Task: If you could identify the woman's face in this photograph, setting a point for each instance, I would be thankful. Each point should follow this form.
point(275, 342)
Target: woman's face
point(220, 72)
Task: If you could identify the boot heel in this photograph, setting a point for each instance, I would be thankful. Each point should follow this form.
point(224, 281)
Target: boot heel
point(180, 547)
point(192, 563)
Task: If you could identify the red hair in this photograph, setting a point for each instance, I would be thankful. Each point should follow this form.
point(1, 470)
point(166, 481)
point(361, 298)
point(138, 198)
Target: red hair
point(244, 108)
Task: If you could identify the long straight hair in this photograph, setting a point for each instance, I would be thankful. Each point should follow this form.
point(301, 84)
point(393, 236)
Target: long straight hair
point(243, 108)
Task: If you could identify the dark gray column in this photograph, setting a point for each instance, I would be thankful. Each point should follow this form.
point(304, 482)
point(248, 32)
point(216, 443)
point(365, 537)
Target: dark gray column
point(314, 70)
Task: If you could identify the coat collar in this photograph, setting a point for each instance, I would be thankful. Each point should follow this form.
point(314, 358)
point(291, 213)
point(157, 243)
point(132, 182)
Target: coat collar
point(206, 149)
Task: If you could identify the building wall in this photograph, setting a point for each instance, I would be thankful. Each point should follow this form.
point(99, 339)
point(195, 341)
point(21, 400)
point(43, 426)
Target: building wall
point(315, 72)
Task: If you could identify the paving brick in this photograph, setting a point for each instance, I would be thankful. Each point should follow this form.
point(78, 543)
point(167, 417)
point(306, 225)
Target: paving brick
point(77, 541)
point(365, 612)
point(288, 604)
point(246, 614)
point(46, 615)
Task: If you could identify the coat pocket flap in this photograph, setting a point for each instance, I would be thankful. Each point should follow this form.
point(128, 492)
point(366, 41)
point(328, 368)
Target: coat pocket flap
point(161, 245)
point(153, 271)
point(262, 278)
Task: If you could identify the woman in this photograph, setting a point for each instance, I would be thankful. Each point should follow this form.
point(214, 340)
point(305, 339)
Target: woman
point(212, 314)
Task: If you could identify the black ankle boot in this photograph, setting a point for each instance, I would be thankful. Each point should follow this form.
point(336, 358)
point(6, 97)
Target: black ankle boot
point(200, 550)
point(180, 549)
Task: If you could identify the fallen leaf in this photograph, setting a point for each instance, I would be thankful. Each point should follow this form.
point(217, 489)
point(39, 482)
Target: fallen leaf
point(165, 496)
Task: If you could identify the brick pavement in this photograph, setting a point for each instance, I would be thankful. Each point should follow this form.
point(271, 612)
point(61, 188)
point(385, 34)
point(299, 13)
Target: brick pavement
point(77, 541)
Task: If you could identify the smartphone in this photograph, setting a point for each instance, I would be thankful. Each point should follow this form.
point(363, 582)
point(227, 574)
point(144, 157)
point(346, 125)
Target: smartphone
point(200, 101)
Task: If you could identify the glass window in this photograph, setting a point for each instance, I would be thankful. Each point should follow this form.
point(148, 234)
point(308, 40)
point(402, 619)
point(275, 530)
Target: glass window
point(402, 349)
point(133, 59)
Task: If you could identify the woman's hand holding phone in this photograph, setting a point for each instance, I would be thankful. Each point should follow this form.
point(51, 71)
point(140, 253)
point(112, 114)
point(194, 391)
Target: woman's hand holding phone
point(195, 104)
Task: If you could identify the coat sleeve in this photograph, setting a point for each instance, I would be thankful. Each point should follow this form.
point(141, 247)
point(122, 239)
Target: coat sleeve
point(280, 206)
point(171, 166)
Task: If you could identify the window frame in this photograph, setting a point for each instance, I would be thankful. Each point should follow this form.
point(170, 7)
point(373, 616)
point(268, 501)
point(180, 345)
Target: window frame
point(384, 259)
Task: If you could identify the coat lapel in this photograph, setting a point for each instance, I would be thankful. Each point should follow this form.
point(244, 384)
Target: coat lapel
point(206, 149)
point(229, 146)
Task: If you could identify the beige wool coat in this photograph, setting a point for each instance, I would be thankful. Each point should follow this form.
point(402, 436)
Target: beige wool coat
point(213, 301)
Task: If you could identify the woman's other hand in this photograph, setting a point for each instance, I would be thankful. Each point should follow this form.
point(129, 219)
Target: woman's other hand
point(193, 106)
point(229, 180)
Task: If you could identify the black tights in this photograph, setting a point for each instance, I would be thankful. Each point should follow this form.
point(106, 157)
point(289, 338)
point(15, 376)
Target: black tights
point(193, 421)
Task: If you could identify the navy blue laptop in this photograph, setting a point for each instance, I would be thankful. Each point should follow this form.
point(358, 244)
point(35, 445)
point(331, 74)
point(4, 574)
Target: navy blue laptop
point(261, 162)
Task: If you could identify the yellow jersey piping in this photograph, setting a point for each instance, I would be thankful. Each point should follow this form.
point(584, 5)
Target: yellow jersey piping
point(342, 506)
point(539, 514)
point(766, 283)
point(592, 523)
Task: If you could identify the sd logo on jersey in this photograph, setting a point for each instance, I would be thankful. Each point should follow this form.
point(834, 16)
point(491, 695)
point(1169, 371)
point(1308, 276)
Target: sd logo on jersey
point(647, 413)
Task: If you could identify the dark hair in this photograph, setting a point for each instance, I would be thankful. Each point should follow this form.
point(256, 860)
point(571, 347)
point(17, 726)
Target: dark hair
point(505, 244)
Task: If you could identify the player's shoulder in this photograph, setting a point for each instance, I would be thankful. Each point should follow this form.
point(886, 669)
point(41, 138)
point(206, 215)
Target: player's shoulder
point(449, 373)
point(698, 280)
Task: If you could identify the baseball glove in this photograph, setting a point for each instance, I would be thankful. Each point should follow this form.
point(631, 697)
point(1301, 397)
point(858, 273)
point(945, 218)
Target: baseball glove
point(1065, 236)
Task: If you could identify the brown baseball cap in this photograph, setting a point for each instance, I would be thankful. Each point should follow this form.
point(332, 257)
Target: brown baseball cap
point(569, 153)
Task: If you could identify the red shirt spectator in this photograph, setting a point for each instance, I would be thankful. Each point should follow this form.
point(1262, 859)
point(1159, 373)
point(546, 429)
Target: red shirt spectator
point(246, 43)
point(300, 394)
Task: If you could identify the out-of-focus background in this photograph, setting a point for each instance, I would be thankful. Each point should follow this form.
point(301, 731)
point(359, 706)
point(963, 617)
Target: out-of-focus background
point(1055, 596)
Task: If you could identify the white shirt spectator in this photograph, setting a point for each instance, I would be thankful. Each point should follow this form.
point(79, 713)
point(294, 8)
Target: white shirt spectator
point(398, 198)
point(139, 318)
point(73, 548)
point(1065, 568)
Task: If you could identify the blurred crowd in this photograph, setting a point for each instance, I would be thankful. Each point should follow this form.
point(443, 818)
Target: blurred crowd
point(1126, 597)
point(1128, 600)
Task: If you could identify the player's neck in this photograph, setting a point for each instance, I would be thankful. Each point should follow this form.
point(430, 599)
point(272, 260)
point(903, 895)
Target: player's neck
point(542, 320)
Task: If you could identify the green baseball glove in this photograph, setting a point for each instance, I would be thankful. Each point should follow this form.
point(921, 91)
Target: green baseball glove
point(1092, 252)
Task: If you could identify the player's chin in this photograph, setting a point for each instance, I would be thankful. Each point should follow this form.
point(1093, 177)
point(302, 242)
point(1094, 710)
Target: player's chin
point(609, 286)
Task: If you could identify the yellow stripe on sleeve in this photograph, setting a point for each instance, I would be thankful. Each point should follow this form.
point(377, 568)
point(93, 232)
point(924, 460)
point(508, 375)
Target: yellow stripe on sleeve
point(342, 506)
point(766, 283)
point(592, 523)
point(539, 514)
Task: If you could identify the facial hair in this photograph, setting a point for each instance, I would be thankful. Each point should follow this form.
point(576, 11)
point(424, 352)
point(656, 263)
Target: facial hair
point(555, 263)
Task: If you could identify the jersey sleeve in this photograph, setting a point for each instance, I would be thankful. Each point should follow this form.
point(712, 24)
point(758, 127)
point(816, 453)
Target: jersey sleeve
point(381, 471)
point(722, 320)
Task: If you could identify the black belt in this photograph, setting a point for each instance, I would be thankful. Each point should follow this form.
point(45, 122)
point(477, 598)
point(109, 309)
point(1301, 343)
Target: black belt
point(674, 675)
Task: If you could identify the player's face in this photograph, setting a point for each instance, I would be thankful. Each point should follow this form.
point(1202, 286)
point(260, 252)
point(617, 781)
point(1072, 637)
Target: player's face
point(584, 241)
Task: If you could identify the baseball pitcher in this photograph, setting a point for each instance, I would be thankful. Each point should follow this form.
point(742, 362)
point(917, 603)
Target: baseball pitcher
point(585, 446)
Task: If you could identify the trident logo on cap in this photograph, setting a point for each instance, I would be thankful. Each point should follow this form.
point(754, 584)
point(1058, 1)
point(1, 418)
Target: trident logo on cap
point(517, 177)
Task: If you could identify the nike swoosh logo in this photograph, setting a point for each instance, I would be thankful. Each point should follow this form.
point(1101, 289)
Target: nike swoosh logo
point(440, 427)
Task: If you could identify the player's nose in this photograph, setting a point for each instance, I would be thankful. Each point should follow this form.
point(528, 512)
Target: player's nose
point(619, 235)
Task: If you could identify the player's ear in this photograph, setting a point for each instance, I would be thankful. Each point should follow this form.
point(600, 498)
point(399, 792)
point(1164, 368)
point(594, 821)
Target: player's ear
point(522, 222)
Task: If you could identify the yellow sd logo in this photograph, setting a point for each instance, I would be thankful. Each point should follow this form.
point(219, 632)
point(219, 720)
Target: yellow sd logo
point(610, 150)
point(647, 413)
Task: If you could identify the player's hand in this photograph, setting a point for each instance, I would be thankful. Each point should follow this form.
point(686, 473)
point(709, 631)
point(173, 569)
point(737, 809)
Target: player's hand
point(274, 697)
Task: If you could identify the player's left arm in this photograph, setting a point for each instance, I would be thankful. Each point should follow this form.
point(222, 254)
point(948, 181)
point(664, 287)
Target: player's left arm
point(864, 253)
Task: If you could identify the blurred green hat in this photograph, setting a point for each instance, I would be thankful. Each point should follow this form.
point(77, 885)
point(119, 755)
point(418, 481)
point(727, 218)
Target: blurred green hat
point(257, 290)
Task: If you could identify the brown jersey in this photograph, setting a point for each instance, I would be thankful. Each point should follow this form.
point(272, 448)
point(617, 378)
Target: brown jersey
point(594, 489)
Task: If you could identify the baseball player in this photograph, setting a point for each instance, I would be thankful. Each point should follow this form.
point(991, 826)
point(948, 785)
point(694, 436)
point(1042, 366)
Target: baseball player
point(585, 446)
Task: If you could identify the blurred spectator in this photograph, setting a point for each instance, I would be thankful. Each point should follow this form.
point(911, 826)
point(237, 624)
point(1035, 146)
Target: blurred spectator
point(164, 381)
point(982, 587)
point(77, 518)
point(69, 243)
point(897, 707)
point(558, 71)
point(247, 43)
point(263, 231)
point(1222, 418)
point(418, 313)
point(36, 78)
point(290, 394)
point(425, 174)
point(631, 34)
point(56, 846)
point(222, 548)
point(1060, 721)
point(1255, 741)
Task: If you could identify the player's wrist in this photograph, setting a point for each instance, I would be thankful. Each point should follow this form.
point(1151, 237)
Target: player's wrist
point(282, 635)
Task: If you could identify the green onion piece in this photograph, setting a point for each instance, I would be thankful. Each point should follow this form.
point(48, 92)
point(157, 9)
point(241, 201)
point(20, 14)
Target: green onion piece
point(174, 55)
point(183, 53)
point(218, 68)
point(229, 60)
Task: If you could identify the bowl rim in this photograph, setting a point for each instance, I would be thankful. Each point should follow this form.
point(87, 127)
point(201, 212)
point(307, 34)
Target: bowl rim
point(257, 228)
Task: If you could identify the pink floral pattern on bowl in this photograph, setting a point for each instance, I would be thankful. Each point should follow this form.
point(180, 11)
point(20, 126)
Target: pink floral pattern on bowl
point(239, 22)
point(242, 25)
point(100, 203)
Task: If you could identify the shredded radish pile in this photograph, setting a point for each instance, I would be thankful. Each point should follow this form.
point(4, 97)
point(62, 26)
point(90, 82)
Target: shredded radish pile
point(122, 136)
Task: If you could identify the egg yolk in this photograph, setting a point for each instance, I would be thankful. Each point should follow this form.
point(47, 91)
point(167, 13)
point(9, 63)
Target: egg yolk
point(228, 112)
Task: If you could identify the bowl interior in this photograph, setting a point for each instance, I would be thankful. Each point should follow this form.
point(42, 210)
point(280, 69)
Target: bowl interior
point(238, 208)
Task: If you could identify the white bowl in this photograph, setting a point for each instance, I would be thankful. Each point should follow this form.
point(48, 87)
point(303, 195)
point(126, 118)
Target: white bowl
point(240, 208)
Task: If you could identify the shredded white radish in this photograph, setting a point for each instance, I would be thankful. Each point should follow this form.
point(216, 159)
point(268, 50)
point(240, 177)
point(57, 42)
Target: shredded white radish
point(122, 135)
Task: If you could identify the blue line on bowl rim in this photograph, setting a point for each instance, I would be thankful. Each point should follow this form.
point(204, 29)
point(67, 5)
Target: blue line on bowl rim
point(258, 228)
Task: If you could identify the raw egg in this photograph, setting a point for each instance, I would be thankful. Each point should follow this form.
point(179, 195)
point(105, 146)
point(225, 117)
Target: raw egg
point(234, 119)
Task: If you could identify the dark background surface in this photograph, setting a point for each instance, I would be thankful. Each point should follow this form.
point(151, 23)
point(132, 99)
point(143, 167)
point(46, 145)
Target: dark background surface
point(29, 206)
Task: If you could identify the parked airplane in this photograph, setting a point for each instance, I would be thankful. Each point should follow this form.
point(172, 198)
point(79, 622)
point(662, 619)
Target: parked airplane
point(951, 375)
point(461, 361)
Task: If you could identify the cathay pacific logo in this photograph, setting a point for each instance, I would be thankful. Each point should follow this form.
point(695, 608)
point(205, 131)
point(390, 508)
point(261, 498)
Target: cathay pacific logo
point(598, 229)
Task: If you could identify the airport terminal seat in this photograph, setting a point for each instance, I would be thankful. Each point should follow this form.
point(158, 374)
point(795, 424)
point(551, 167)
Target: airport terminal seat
====
▶ [Task directions] Recast the material above as a Markdown table with the columns "No." and "Line", giving each line its own numbered row and leaving out blank lines. Begin with the line that contains "Task: If you could identify the out-of-focus" and continue through the line that contains "point(1128, 600)".

▶ [The solution]
| No. | Line |
|---|---|
| 1 | Task: If you could identify the out-of-focus background in this photograph, setting a point for each instance, I would be thankful. Each point should follow this form. |
| 2 | point(301, 731) |
| 3 | point(359, 706) |
| 4 | point(963, 617) |
| 5 | Target: out-of-focus background |
| 6 | point(1055, 596) |
| 7 | Task: If you could identify the white shirt spectator in this photograph, setting a point for each instance, I would be thankful. Each point should follow this form. |
| 8 | point(79, 713) |
| 9 | point(294, 8) |
| 10 | Target: white shirt spectator |
| 11 | point(398, 198) |
| 12 | point(139, 318) |
| 13 | point(73, 548) |
| 14 | point(1065, 568) |
| 15 | Task: If you could identify the blurred crowd in this photograph, setting a point for each instance, I would be thankful. Each point should follow this form. |
| 16 | point(443, 818) |
| 17 | Target: blurred crowd |
| 18 | point(1126, 597) |
| 19 | point(1128, 600) |